[Start of Records shown]

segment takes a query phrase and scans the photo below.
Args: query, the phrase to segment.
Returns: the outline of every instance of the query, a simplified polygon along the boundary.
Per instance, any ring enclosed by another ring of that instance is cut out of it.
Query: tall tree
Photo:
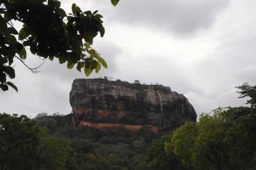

[End of Records shown]

## Objective
Return every line of the records above word for word, but leave out the pictures.

## Answer to this problem
segment takes a query phrase and scans the photo below.
Args: query, the phrase to segment.
Returns: the outline of every instance of the query, a simplified polygon along the boundary.
Per instance, any ring enclosed by another ring of that instance is cut out of it.
Query: tall tree
Photo:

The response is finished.